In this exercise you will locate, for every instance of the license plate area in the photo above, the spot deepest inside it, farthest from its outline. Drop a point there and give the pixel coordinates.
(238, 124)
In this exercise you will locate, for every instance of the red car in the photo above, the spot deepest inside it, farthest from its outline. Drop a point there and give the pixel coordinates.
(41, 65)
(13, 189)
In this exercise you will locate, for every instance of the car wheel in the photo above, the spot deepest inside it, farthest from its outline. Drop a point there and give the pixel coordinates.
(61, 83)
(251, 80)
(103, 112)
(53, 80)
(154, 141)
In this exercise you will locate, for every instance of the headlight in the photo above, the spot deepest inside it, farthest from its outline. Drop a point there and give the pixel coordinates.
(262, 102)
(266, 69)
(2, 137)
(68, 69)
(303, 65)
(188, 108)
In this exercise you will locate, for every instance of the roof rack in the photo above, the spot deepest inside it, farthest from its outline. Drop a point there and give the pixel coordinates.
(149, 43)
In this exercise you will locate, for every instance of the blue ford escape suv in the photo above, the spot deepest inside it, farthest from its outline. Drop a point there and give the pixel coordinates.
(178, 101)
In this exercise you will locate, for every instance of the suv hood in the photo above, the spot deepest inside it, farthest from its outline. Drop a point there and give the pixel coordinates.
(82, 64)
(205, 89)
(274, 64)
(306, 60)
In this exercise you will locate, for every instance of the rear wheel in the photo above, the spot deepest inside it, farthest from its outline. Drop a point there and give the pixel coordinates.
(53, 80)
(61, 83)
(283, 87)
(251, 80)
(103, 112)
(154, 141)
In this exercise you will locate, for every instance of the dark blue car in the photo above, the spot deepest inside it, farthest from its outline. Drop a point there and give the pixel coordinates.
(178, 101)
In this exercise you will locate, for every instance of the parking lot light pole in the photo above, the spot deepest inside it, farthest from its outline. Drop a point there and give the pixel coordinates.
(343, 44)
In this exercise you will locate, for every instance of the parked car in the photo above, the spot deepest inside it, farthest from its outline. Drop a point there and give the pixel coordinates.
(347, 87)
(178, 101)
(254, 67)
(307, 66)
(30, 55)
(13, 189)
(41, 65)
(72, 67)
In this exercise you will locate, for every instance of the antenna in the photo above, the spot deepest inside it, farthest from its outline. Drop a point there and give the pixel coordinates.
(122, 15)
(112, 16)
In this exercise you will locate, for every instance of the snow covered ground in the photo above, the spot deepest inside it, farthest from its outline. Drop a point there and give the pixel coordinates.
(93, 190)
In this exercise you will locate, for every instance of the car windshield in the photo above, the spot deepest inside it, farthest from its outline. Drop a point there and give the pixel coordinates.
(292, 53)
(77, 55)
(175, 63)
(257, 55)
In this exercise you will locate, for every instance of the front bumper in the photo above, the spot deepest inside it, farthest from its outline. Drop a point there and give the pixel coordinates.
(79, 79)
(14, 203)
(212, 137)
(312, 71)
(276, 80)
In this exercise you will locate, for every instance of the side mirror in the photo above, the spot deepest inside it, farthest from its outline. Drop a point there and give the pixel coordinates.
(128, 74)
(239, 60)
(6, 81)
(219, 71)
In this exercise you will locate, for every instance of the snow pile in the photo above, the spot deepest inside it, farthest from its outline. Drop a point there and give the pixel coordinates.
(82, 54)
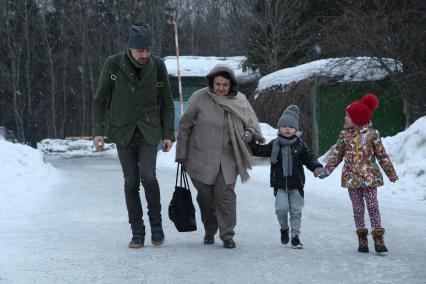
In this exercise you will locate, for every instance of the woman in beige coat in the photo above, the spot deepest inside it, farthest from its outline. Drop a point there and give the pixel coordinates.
(211, 145)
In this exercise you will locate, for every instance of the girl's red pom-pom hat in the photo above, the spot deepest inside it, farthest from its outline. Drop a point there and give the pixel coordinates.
(361, 111)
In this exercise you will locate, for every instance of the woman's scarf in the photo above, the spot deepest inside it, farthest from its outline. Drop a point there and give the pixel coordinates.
(240, 116)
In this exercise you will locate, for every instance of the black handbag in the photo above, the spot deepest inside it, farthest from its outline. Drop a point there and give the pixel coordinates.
(181, 208)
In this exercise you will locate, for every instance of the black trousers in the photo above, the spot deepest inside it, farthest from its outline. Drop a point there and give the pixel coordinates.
(138, 162)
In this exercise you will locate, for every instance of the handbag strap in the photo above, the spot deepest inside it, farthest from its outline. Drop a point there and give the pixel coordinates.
(183, 177)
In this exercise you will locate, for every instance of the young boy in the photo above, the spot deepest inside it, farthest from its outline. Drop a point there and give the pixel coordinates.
(288, 154)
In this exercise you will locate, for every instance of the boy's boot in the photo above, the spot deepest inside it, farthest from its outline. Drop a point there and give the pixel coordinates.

* _The exercise_: Return the lines from the line containing "of the woman's" to the end of the entries above, exactly as they appear and with no other output.

* _The response_:
In this exercise you will locate, for every instance of the woman's scarf in the photo above, the spot deepest inside it, farthest from its outline. Drop a point there and give the pixel coordinates.
(240, 116)
In this exercise you will locate, for every instance of the black handbag in the photo above, the spot deepest inside it, farthest from its outline. Drop a point there and give the pixel coordinates.
(181, 208)
In this exercise you will locate, for every instance of the black trousers in the photo above, the spot deepest inside it, farthest from its outline. Drop a point there and give the pixel coordinates.
(138, 162)
In this exercise you will locate, for every instance of the handbag strap in the photo above, the spot deepest inside it, farthest from its outline. Drop a point there and give the pixel coordinates.
(183, 177)
In this exercise you will locate, for every instance of the young boy in the photo above, the spot deepest inside it, farthest from its outline. Drop a point there and give the pixel coordinates.
(288, 154)
In this exercise you will locate, for every instance of the boy's boot in the photo above, the spot deepest inside it, farthest from its outline. Drop a point there and give the pixel coordinates.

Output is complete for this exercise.